TEKS YANG DITAMPILKAN:
——————
Silahkan sajalah cari cara-cara atau jalan-jalan untuk bisa sampai keruangan tanpa batas ini. Menurut pengalaman saya, ternyata ada memang cara-cara yang sangat beragam untuk ini. Mulai dari cara-cara yang yang sangat rumit, njlimet, dan membutuhkan perantara-perantara tertentu pula, sampai ke cara yang sangat mudah…, dah…, dah…, semudah membalik telapak tangan kita. Silahkan sajalah masing-masing memilihnya…!.

Cuma asal tahu saja, menurut pengalaman saya, begitu kita masuk ke dalam ruangan besar ketenangan ini melalui perantara-perantara apapun juga, maka dengan seketika itu pula kita akan dijerat pula oleh sang perantara kita itu. Sehingga apapun yang kita lakukan akan kita muarakan kepadanya. Dia akan melambai-lambai kepada kita agar kita datang mengarahkan kesadaran kita kepadanya. Makanya tidak aneh kalau ada diantara kita yang kemudian mau memuarakan kesadaran kita kepada patung, kepada bentuk-bentuk, atau bahkan hanya sekedar kepada nama-nama dan ungkapan kalimat-kalimat. Masing-masing kita lalu menjadikan apa-apa yang kita pentingkan itu sebagai TUHAN yang kita SEMBAH dan BELA dengan sangat bersemangat pula. Al Qur’an memotret keadaan kita yang seperti ini dengan ungkapan:
“Dan di antara manusia ada orang-orang yang menyembah tandingan-tandingan selain Allah; mereka mencintainya sebagaimana mereka mencintai Allah. Adapun orang-orang yang beriman sangat cinta kepada Allah…” (Al baqarah 165)

DI PUNCAK KESADARAN…
Surat Al Baqarah ayat 165 tadi mengisyaratkan kepada kita bahwa ada SESUATU yang TIDAK bisa diserupakan dengan apa yang kita anggap sebagai tuhan diatas tadi. Sesuatu itu diperkenalkan Al Qur’an dengan sebutan ALLAH…!. Artinya apapun yang kita dapatkan selama dalam perjalanan kesadaran kita tadi tetap saja masih dianggap SALAH oleh Al Qur’an. Dan HANYA orang yang BERIMAN sajalah yang mau mempertuhankan Allah ini.
——————
BARIS DATA:
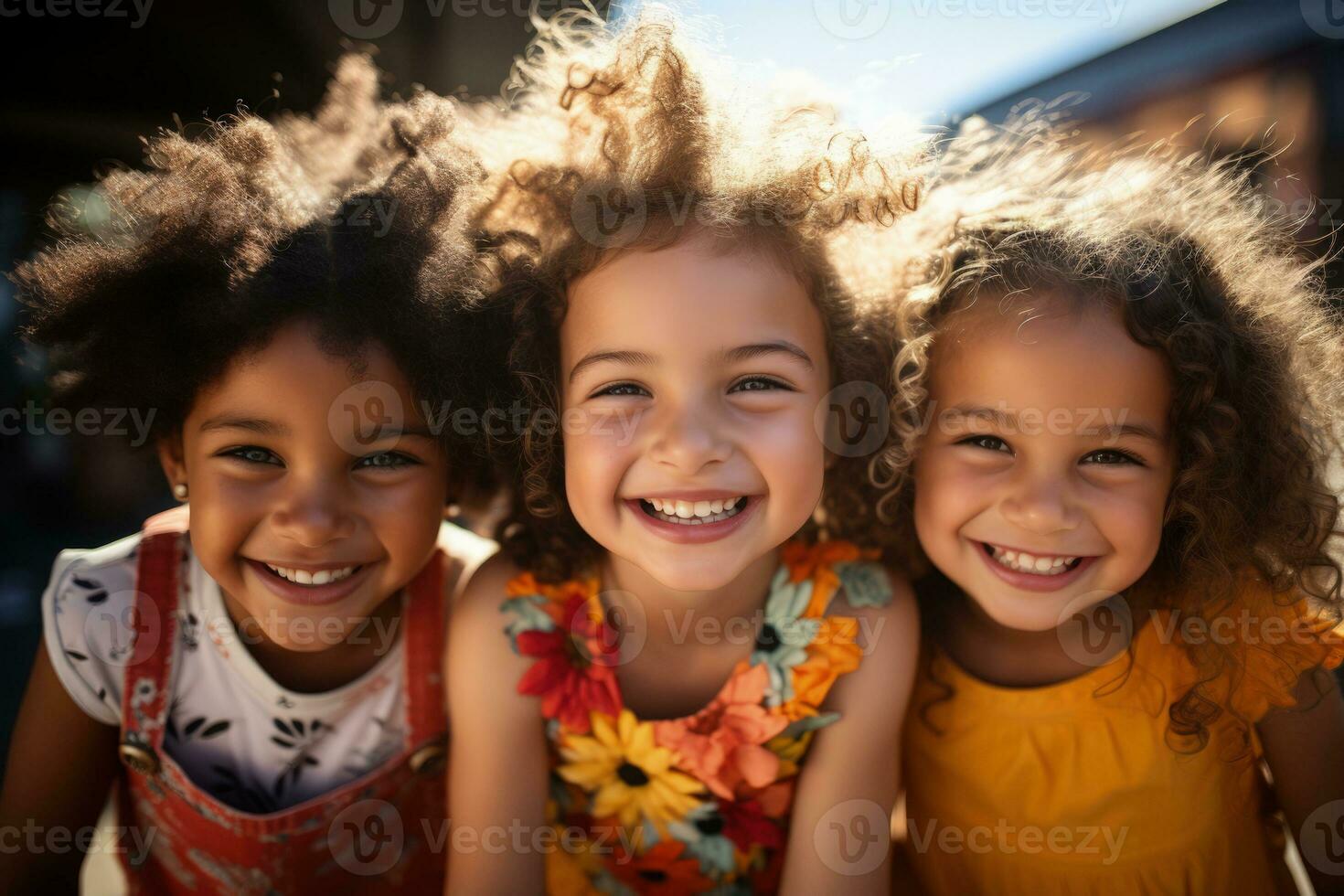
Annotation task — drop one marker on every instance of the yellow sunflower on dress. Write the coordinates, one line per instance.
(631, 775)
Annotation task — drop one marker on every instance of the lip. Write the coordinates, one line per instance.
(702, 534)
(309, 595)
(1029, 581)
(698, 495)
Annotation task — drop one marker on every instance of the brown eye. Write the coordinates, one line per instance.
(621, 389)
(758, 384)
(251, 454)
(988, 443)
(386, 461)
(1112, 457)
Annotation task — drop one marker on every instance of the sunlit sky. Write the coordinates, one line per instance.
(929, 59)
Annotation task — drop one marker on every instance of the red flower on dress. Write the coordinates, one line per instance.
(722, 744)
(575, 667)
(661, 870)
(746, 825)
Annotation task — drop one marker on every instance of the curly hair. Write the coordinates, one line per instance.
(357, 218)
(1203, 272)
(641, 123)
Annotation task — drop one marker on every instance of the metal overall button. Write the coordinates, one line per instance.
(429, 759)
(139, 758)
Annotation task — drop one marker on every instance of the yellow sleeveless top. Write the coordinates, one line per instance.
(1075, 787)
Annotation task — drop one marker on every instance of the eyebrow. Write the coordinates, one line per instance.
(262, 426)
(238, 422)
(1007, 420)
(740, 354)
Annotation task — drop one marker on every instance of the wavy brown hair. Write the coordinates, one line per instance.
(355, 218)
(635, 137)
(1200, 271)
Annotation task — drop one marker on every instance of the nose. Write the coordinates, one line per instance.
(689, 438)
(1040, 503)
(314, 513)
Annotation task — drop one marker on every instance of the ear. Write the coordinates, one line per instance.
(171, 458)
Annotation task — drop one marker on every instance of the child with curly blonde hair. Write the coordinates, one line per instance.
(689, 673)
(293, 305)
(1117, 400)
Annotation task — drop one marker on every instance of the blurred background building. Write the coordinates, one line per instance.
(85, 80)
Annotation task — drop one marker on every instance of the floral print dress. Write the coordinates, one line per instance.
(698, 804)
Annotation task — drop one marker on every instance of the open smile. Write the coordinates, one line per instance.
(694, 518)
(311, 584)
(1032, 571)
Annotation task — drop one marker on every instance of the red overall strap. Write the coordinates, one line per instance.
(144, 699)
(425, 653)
——————
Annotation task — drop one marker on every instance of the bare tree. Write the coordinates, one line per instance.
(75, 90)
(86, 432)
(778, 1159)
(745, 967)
——————
YANG DIMINTA:
Dalam teks tentang ruangan ketenangan di atas, mengapa dikatakan tidak aneh bila ada yang memuarakan kesadarannya kepada patung, bentuk-bentuk, atau nama-nama? Jelaskan alasannya menurut teks.

JAWABAN LATIHAN:
Begitu seseorang masuk ke ruangan besar ketenangan melalui perantara apa pun, ia seketika dijerat oleh perantara itu. Akibatnya, apa pun yang ia lakukan bermuara kepada perantara tersebut, karena perantara itu seolah melambai agar kesadarannya diarahkan kepadanya.